Records:
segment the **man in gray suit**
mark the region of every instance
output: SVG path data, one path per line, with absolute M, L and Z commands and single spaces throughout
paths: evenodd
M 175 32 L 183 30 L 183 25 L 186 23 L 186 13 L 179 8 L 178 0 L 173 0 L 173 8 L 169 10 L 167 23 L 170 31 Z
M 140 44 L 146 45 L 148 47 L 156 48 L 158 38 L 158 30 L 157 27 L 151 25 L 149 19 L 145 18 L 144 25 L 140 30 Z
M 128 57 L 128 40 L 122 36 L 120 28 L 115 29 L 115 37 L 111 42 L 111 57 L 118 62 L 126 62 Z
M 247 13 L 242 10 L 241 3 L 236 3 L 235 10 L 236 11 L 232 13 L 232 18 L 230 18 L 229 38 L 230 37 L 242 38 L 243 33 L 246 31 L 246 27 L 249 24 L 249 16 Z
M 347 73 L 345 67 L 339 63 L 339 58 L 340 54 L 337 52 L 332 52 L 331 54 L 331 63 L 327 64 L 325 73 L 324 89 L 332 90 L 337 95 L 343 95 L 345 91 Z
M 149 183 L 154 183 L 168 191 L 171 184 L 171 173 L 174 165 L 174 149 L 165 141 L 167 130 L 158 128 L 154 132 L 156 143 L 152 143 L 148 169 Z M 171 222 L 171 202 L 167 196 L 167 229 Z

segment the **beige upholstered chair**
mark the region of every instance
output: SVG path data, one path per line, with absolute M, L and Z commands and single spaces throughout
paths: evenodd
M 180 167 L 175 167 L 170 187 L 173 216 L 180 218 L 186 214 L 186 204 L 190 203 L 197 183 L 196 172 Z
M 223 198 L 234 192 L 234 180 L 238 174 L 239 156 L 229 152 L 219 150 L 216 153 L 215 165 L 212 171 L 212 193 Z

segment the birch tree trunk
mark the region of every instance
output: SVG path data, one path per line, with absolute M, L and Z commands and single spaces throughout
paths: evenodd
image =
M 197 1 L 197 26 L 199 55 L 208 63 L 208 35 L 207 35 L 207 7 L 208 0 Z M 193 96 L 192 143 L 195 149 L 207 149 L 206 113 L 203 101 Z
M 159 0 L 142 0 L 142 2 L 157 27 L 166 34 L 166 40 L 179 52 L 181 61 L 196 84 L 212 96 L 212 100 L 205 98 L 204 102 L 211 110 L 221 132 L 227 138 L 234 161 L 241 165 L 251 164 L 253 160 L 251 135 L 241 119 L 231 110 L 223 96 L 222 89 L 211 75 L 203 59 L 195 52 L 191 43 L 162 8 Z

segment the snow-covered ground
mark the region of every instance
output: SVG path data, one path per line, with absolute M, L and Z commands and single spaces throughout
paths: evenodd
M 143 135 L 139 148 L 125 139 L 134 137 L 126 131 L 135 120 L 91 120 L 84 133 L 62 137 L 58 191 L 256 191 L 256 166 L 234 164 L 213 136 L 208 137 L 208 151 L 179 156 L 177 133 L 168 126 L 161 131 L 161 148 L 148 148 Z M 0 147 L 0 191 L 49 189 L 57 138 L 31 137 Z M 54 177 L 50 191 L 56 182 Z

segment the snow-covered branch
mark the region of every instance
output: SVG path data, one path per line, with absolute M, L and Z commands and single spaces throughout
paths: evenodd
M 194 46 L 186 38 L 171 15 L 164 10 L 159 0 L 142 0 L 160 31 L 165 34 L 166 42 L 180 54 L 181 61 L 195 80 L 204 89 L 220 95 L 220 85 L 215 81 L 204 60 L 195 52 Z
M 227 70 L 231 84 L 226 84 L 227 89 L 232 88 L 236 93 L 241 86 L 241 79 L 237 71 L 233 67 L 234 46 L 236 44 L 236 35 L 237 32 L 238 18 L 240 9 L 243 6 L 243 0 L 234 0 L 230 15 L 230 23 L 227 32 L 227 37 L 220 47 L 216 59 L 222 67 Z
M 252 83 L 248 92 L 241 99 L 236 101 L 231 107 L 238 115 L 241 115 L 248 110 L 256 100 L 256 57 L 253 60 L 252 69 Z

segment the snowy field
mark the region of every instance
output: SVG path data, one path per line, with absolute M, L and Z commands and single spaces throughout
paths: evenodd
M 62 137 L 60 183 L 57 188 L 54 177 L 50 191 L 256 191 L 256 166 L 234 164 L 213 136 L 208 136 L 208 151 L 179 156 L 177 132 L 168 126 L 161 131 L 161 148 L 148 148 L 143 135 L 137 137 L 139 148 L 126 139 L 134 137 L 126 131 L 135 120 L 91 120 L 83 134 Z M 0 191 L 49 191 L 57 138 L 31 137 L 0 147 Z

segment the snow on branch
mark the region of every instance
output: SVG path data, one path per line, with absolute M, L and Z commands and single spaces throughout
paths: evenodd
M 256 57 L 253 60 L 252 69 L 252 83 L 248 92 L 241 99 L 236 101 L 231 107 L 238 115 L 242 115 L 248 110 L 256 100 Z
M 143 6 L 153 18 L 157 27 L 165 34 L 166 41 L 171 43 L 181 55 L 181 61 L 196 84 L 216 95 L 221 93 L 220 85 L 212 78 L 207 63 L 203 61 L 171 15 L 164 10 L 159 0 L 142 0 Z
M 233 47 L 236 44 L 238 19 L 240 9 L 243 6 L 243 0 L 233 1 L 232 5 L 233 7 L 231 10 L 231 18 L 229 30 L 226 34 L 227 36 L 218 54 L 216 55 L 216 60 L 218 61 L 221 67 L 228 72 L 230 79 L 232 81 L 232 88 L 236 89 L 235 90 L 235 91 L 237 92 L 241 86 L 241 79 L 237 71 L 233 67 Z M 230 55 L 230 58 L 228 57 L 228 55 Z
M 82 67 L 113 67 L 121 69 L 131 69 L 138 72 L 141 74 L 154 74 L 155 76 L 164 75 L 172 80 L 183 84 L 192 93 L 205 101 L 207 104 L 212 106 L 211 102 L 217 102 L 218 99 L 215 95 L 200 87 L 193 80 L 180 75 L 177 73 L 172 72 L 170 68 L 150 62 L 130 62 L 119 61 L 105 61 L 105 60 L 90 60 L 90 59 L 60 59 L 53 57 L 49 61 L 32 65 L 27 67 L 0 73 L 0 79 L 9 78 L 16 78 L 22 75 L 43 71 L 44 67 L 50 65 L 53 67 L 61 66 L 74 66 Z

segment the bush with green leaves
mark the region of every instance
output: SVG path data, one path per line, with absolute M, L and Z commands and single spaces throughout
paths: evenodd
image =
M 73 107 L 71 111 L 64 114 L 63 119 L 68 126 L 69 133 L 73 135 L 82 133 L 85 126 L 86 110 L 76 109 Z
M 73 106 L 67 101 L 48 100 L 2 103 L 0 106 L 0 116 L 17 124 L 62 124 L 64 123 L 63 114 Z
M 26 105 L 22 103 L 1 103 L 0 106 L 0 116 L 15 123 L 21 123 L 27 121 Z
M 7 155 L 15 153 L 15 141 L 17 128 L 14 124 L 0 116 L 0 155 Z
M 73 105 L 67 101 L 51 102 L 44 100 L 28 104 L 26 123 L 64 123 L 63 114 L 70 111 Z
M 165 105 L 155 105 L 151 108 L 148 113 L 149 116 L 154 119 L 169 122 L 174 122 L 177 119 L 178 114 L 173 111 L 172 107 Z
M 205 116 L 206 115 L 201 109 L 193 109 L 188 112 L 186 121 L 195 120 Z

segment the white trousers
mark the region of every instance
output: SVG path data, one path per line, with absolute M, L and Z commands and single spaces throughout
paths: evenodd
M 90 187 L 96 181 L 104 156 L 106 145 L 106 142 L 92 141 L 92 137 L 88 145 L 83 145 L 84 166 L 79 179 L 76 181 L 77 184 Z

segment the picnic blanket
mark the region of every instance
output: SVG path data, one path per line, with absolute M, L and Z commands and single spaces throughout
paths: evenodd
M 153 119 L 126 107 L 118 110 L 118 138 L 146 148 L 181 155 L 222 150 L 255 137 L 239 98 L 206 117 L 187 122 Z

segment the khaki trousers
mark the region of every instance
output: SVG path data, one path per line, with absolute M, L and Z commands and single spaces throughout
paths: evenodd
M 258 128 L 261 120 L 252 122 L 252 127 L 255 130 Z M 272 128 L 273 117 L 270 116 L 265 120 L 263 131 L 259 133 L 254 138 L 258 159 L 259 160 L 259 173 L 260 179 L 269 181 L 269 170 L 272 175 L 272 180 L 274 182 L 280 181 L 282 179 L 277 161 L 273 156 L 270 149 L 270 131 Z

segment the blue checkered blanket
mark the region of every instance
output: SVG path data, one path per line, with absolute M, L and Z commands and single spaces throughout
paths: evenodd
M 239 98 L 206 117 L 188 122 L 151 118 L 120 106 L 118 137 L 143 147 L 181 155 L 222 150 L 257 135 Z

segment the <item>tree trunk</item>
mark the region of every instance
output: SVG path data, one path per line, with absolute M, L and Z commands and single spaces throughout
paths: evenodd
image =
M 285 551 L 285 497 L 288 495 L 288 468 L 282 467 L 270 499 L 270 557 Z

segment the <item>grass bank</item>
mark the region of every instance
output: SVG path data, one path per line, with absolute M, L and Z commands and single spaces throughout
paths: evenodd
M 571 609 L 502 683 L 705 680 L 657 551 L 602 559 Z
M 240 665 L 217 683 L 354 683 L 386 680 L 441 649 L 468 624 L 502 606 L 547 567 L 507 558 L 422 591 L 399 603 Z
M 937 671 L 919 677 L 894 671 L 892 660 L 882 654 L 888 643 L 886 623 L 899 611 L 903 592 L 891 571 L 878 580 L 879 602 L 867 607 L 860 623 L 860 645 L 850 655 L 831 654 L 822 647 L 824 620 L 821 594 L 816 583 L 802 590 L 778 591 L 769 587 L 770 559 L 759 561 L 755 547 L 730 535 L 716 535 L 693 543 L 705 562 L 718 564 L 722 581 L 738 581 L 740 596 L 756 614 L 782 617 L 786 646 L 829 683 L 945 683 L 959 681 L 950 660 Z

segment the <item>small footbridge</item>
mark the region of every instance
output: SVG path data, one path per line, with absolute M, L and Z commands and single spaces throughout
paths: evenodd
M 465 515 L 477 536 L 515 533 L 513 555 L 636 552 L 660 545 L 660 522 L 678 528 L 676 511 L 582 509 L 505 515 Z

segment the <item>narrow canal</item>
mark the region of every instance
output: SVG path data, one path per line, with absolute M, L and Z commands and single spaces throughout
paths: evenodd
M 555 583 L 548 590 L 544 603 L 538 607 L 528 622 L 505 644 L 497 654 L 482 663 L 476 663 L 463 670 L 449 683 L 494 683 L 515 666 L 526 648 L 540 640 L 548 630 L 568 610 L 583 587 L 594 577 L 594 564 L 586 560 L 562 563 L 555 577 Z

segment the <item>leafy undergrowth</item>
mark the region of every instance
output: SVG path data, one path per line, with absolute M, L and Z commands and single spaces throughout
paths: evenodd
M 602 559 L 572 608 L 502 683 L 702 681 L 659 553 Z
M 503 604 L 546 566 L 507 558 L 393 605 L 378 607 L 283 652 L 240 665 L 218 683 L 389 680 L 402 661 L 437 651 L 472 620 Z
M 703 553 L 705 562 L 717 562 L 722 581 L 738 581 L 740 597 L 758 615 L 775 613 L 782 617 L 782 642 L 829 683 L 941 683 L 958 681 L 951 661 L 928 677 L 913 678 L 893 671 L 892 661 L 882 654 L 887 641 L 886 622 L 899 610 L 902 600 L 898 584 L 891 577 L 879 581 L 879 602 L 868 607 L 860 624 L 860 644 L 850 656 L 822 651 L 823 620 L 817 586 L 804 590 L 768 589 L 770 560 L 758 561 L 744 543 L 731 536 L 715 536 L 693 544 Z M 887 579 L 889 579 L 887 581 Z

## PROBLEM
Reproduce the rows above word for word, starting at the very first line and stopping after the line that contains "M 159 0 L 142".

## RESULT OF THE EXERCISE
segment the **man in gray suit**
mark the region of every instance
output: SVG path data, one path per line, with absolute M, L and Z commands and single spaces throughout
paths: evenodd
M 175 32 L 183 30 L 183 25 L 186 23 L 186 13 L 179 8 L 178 0 L 173 0 L 173 8 L 169 10 L 167 23 L 170 31 Z
M 140 44 L 146 45 L 148 47 L 156 48 L 158 38 L 158 30 L 157 27 L 151 25 L 149 19 L 145 18 L 144 25 L 140 30 Z
M 128 57 L 128 40 L 122 36 L 120 28 L 115 29 L 115 37 L 111 42 L 111 57 L 118 62 L 126 62 Z
M 247 13 L 242 10 L 241 3 L 236 3 L 235 10 L 236 11 L 232 13 L 232 18 L 230 18 L 229 38 L 230 37 L 242 38 L 243 33 L 246 31 L 246 27 L 249 24 L 249 16 Z
M 347 73 L 345 67 L 339 63 L 339 58 L 340 54 L 337 52 L 332 52 L 331 54 L 331 63 L 327 64 L 325 73 L 324 89 L 332 90 L 337 95 L 343 95 L 345 91 Z
M 149 183 L 154 183 L 168 191 L 171 184 L 171 173 L 174 165 L 174 149 L 165 141 L 167 130 L 158 128 L 154 132 L 156 143 L 152 143 L 148 169 Z M 171 222 L 171 202 L 167 196 L 167 229 Z

segment the **beige upholstered chair**
mark the region of every instance
output: SVG path data, one path per line, with absolute M, L and Z commands and single spaces throughout
paths: evenodd
M 180 167 L 175 167 L 170 187 L 173 216 L 180 218 L 186 214 L 186 204 L 190 203 L 197 183 L 196 172 Z
M 223 198 L 234 192 L 234 180 L 238 174 L 239 156 L 229 152 L 219 150 L 216 153 L 215 165 L 212 171 L 212 193 Z

segment the birch tree trunk
mark the region of every instance
output: SVG path data, one path per line, with absolute M, L and Z commands and single spaces throughout
paths: evenodd
image =
M 197 1 L 197 26 L 199 55 L 208 63 L 208 35 L 207 35 L 207 7 L 208 0 Z M 193 96 L 192 143 L 195 149 L 207 149 L 206 113 L 203 101 Z
M 159 0 L 142 0 L 142 2 L 157 27 L 166 34 L 166 40 L 179 52 L 181 61 L 196 84 L 212 96 L 212 100 L 205 98 L 204 102 L 211 110 L 221 132 L 227 138 L 234 161 L 241 165 L 251 164 L 253 160 L 251 135 L 241 119 L 231 110 L 223 96 L 222 89 L 211 75 L 203 59 L 195 52 L 191 43 L 162 8 Z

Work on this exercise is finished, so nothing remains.